• _Directions for this task_:
Go through the records and copy each line where the word "woman" occurs.

Natural language region descriptions:

————————

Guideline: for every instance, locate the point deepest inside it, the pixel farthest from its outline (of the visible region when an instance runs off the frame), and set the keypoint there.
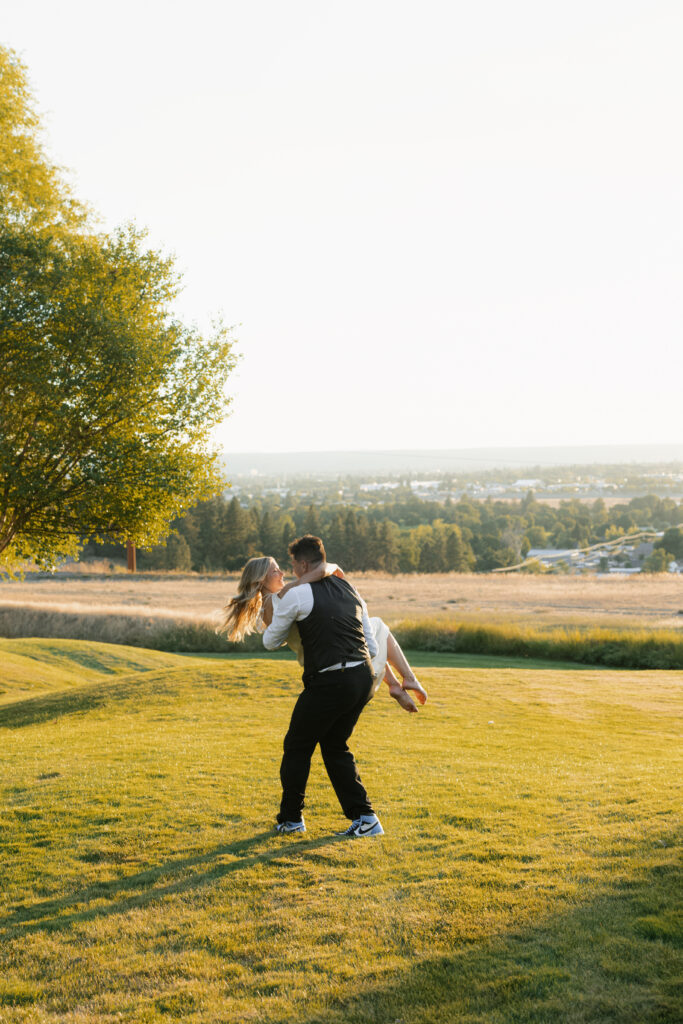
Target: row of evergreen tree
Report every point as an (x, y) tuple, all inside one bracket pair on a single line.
[(407, 536)]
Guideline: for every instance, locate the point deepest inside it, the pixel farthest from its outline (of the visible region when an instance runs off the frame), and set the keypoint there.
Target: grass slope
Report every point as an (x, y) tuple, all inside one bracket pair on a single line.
[(528, 872)]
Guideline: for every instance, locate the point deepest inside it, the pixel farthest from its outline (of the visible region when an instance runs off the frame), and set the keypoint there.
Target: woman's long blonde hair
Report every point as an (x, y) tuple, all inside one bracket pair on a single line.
[(241, 614)]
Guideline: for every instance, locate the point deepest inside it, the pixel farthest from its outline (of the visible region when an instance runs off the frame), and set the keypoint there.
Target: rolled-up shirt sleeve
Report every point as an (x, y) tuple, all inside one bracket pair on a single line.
[(285, 612), (369, 631)]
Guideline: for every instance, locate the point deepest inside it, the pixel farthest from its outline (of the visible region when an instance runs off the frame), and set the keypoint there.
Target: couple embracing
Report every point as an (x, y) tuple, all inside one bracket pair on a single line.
[(345, 655)]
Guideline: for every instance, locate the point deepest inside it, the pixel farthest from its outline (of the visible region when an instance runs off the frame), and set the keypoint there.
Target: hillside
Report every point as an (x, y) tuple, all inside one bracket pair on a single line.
[(527, 872)]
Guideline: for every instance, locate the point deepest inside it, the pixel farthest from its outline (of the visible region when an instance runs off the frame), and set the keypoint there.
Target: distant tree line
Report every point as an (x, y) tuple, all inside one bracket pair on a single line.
[(404, 536)]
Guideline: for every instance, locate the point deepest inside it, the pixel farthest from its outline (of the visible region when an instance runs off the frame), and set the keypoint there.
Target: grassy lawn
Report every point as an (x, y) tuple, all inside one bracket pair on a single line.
[(528, 871)]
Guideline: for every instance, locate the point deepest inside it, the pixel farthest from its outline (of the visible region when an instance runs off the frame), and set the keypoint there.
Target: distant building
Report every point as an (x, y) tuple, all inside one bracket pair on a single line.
[(550, 556)]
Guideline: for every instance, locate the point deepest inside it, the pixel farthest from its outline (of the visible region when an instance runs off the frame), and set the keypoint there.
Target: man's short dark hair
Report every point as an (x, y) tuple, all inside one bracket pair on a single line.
[(307, 549)]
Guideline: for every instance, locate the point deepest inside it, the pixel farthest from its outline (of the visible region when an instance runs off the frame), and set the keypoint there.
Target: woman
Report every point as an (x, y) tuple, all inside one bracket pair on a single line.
[(262, 583)]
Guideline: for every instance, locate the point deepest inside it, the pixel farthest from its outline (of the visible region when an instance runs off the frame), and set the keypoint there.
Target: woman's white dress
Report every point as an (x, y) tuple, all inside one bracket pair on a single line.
[(380, 629)]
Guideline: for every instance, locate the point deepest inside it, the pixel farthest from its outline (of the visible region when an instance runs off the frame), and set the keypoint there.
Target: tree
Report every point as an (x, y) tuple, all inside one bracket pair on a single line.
[(657, 561), (107, 400), (672, 542)]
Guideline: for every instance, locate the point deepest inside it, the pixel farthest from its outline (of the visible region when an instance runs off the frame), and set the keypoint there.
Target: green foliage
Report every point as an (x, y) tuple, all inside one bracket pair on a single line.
[(657, 561), (107, 400), (672, 542)]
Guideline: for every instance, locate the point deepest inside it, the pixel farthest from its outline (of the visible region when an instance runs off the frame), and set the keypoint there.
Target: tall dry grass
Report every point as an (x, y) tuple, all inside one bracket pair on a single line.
[(172, 631)]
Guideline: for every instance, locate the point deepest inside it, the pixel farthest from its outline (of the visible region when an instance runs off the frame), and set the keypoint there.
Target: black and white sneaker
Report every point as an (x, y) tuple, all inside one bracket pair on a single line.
[(367, 824), (285, 827)]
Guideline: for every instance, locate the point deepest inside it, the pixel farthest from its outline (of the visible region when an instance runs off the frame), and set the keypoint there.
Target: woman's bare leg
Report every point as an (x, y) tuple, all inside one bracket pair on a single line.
[(397, 691), (396, 657)]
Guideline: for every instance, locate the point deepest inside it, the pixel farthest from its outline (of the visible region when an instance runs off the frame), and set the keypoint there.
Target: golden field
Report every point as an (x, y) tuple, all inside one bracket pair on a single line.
[(638, 600)]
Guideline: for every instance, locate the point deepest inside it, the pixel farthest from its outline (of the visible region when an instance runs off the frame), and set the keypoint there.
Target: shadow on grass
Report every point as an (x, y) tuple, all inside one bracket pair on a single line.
[(157, 883), (615, 958), (139, 686)]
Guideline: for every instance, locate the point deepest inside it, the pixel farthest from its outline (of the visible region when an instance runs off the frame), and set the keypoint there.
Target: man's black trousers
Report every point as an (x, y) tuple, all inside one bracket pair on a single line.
[(326, 713)]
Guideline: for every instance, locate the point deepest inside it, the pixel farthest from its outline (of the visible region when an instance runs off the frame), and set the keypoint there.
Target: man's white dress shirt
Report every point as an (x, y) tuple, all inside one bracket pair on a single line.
[(297, 604)]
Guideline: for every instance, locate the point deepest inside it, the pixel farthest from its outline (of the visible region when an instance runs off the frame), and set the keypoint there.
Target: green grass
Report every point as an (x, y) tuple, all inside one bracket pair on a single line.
[(611, 646), (528, 871)]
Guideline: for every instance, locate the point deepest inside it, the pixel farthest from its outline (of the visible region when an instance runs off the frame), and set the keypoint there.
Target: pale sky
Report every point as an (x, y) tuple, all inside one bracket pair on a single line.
[(435, 224)]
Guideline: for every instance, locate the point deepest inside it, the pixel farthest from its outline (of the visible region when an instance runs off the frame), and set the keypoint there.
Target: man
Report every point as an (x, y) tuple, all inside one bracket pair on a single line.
[(338, 643)]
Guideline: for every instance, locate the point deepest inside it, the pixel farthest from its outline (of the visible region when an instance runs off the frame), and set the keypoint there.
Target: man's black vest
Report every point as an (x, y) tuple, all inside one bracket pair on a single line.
[(333, 632)]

————————

• _Answer_:
Target: woman's long blonde hair
Target: woman
Target: woman's white dress
Target: woman's bare leg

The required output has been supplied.